[[ INPUT FOR THIS TASK open ]]

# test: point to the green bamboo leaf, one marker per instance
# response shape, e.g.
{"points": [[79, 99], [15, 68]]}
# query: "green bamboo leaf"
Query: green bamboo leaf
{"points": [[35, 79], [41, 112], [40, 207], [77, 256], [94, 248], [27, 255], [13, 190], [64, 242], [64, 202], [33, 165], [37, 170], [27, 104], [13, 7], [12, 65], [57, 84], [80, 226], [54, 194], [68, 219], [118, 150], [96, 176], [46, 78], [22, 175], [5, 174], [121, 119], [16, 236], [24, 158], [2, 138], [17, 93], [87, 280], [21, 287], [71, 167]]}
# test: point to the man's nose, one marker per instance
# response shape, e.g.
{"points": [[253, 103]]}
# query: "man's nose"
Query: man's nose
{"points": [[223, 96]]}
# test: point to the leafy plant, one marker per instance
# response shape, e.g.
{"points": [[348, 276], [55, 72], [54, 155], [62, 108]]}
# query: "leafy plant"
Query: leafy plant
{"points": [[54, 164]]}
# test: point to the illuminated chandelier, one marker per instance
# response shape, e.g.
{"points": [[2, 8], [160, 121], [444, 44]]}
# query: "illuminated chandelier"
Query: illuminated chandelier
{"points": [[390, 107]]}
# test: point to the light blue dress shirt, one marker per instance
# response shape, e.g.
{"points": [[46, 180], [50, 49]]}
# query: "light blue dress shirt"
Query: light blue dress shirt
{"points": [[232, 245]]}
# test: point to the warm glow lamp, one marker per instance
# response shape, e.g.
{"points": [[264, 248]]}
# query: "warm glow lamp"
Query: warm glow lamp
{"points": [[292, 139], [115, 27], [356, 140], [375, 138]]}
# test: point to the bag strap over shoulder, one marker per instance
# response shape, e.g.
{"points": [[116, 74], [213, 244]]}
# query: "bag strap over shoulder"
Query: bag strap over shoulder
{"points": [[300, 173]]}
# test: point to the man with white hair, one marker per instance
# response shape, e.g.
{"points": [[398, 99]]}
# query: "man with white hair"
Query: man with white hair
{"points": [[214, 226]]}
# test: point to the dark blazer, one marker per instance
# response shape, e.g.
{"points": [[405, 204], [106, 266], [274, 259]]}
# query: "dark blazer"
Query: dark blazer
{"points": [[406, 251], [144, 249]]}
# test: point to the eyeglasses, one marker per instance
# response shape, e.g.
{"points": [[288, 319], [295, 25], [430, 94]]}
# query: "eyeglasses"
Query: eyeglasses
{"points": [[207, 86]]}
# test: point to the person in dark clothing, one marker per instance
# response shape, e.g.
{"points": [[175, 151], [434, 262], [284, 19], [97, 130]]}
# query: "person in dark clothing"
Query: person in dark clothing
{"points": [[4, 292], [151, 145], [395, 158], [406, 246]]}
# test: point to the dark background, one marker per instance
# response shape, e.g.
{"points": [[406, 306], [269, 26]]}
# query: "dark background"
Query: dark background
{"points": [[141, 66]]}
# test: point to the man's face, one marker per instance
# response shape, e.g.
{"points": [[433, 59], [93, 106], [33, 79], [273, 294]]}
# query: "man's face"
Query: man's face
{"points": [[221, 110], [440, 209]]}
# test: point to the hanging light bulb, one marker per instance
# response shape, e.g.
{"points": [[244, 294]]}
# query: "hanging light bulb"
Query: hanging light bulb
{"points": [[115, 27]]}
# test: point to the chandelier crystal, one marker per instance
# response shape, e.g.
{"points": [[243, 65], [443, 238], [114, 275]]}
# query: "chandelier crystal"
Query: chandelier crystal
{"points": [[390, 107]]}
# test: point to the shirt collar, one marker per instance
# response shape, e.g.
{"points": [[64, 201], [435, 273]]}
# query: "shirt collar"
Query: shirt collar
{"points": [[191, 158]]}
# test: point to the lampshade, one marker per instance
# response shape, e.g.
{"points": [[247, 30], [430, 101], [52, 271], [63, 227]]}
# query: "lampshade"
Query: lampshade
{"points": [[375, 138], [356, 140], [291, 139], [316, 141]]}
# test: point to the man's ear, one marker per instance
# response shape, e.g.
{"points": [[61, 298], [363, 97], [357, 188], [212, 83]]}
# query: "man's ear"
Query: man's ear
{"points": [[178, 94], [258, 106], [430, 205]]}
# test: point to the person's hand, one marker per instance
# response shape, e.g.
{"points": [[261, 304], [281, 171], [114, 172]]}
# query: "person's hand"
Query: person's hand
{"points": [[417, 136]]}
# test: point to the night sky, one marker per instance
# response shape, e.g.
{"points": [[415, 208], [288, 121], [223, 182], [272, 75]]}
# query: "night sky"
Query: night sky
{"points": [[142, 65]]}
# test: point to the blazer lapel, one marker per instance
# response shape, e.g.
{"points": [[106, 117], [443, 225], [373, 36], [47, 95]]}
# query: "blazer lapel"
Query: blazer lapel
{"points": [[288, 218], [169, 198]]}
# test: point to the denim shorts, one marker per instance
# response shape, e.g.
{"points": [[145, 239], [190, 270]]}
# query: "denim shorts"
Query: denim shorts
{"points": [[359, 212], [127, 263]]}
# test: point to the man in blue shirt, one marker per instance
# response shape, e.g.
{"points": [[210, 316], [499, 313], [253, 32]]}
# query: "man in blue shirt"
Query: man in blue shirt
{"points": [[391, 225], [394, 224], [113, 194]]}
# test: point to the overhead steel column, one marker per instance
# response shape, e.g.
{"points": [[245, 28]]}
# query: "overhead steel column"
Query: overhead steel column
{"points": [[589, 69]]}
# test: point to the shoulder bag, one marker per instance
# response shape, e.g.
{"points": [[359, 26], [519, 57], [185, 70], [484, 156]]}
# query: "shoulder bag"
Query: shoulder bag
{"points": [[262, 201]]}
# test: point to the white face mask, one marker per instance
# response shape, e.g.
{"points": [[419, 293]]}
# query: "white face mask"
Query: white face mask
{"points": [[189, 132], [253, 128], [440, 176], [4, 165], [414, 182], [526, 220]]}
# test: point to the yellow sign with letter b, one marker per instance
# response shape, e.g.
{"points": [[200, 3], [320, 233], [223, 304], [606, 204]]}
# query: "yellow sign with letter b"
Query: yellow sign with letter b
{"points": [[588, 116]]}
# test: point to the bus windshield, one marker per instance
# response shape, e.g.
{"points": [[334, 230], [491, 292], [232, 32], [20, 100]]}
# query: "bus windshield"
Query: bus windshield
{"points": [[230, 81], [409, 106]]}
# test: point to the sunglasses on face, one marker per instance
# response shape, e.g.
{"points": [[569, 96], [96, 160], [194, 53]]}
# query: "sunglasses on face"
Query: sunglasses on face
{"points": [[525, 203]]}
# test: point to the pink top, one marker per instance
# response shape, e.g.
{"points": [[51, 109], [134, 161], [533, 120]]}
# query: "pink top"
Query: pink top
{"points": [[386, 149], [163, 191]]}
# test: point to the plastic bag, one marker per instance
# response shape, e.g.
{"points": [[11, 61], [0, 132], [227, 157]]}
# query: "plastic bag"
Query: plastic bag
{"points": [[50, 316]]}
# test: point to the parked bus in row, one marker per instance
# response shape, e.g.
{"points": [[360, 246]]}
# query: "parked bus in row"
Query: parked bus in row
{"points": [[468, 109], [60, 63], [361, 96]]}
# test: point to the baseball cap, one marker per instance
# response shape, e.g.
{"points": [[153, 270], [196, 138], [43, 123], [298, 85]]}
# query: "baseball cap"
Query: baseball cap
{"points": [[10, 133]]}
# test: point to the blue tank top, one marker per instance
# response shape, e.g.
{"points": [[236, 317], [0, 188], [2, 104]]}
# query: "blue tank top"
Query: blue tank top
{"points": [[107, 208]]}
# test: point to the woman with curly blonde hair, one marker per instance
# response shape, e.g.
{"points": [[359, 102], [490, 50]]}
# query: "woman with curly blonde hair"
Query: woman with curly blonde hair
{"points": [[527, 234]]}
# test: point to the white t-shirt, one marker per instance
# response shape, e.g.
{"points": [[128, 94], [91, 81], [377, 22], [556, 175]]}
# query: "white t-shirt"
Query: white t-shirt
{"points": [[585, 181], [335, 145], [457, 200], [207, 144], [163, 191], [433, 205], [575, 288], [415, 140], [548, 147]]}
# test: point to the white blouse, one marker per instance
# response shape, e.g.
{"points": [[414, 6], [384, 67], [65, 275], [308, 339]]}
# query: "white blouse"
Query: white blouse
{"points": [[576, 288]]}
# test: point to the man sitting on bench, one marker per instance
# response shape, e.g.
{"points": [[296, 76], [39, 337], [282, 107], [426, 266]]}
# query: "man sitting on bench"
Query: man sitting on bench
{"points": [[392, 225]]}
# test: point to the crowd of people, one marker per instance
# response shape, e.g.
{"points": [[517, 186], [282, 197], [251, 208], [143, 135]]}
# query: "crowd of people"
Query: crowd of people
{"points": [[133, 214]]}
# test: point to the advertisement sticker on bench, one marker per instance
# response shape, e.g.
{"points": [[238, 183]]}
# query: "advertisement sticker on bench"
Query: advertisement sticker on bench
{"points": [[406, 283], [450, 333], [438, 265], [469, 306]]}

[[ INPUT FOR THIS TASK closed ]]

-- YOUR GOAL --
Only the lines above from the one with "# test: point to the bag" through the one with "# test: point to the dark background, one" should be duplicated, character for character.

-- EXERCISE RESULT --
# test: point to the bag strap over shoulder, one marker per instance
# response shape, e.g.
{"points": [[116, 74], [213, 244]]}
# query: "bag strap over shoulder"
Query: bag strap over shoulder
{"points": [[300, 173]]}
# test: point to the man with white hair, one marker per instance
# response shape, e.g.
{"points": [[398, 99]]}
# query: "man with white hair"
Query: man with white hair
{"points": [[214, 226]]}
# test: point to the dark blazer, one marker per instance
# response shape, e.g.
{"points": [[405, 204], [106, 266], [274, 259]]}
# query: "dark blazer"
Query: dark blazer
{"points": [[406, 251], [144, 249]]}
# test: point to the eyeglasses, one marker per instance
# response shape, e.g.
{"points": [[288, 319], [295, 25], [430, 94]]}
# query: "eyeglasses"
Query: eyeglasses
{"points": [[207, 86]]}
# test: point to the person in dark clothing, one marker per instance
# response shape, e.g.
{"points": [[175, 151], [434, 262], [284, 19], [97, 130]]}
# query: "person in dark clothing"
Query: person in dark clothing
{"points": [[4, 292], [151, 145], [395, 158], [406, 246]]}
# test: point to the dark background, one marker per instance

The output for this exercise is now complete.